BEGIN Source document
When should I go to Namibia?
Although Namibia is a year-round destination, the most comfortable time to visit is during the cooler, dry months from late June to September. This is also high travel season, and the best time for wildlife watching, as thirsty animals seek out dwindling water sources. Namibia’s short springtime shoulder season is over almost before it begins but offers still-moderate temperatures, flowering camelthorn trees and blooming jacaranda. Temperatures soar towards the end of the year, with December to February generally the hottest months. This is peak vacation time along the coast, as families enjoy school holidays and fog-free days. The summer heat is broken by Namibia’s rains, which generally fall between January and March, especially in the north, where mud and flash-flooding can make travel in some areas difficult. By late April and into May, temperatures begin to drop and things dry out, making this another pleasant time to travel.
How much time should I spend in Namibia?
A good minimum length is ten to 14 days, which will allow time to sample the main highlights. After a day or two in Windhoek stocking up, head to Etosha National Park for a wildlife safari. Spend the remainder of your first week making your way towards the Skeleton Coast via Damaraland, including a stop to see the rock art at the UNESCO World Heritage site of Twyfelfontein. Once at the coast, don’t miss Cape Cross, with its thousands-strong seal colony, followed by a few days in Swakopmund. Finish with a visit to Sossusvlei before returning to Windhoek.
END Source document
> _Stated exercise A_
Write out the records from their very first line through the line holding "400 121 413 173", both lines included.
The Namibia travel passage and the records have no connection to each other.
BEGIN Exercise materials
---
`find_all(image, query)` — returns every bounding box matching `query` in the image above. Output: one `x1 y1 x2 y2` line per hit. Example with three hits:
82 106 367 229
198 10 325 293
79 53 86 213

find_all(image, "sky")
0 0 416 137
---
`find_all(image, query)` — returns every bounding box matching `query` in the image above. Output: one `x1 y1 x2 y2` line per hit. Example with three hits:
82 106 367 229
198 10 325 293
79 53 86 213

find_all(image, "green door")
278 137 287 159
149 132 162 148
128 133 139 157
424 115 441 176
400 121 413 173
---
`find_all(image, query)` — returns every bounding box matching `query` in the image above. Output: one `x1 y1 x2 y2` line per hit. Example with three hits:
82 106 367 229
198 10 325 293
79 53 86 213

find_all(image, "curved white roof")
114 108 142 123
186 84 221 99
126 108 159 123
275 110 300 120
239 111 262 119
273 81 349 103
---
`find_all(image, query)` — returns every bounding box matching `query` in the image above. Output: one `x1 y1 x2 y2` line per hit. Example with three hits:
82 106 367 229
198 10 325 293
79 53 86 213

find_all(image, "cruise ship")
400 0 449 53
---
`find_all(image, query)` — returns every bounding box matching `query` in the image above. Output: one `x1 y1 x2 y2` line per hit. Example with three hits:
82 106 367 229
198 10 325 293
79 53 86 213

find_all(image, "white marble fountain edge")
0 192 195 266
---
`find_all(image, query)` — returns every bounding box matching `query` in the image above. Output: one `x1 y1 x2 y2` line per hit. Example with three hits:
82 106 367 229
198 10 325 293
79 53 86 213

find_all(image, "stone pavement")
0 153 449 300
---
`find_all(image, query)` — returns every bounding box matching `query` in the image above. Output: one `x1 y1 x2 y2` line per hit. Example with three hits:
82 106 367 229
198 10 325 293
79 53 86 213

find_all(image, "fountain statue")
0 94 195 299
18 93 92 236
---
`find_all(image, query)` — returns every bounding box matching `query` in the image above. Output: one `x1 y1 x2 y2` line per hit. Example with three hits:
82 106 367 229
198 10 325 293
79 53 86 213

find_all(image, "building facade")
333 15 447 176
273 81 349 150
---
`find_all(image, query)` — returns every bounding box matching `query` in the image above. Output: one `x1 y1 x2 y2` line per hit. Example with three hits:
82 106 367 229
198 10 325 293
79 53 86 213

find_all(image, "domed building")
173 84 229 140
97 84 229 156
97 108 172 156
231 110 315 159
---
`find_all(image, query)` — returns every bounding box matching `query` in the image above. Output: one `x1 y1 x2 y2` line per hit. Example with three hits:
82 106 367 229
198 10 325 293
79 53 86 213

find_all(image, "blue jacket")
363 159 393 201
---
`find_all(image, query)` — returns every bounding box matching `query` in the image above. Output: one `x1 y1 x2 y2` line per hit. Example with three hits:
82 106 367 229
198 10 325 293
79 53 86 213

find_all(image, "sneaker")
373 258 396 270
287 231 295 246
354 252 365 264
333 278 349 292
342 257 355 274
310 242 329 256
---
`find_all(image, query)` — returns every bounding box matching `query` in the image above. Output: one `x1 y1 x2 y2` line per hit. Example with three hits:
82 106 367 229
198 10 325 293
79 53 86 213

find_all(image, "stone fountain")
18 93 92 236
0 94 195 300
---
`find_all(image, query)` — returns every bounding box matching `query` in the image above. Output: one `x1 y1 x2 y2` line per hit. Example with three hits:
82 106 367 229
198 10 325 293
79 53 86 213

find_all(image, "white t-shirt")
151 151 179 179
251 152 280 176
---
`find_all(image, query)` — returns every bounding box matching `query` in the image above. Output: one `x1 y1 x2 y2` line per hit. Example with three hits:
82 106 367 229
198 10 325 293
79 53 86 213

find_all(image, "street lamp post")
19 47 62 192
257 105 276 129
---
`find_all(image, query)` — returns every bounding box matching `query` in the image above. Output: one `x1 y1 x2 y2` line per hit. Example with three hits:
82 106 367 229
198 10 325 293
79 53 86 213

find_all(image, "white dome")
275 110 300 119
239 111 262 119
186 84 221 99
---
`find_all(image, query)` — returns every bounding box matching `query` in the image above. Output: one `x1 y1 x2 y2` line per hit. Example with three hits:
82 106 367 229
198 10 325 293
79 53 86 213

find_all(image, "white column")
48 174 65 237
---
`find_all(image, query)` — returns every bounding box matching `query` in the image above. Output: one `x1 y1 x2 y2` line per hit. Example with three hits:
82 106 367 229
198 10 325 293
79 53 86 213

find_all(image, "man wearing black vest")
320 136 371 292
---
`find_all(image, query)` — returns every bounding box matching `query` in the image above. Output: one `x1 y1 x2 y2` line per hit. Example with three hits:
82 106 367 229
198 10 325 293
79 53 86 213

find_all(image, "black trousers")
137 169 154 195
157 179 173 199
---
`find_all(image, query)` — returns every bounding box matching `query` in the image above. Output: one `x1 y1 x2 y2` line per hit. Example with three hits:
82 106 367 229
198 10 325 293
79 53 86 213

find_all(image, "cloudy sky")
END Exercise materials
> _Stated exercise B_
Reproduce word for word the part of the Namibia travel passage between "How much time" and "returning to Windhoek.", inclusive.

> _Exercise output A_
---
`find_all(image, query)` — returns every bounding box matching `query` in the image above. Output: one `x1 y1 x2 y2` line per hit. Example with three hits:
82 106 367 229
198 10 325 293
79 53 86 213

find_all(image, "sky")
0 0 416 137
---
`find_all(image, query)` — returns every bounding box matching `query` in the image above. Output: one `x1 y1 x2 y2` line per hit. Example with three hits:
82 106 367 229
198 10 325 293
79 53 86 213

find_all(image, "green door")
278 137 287 159
149 132 162 148
128 133 139 157
424 115 441 176
400 121 413 173

> _Exercise output B_
How much time should I spend in Namibia?
A good minimum length is ten to 14 days, which will allow time to sample the main highlights. After a day or two in Windhoek stocking up, head to Etosha National Park for a wildlife safari. Spend the remainder of your first week making your way towards the Skeleton Coast via Damaraland, including a stop to see the rock art at the UNESCO World Heritage site of Twyfelfontein. Once at the coast, don’t miss Cape Cross, with its thousands-strong seal colony, followed by a few days in Swakopmund. Finish with a visit to Sossusvlei before returning to Windhoek.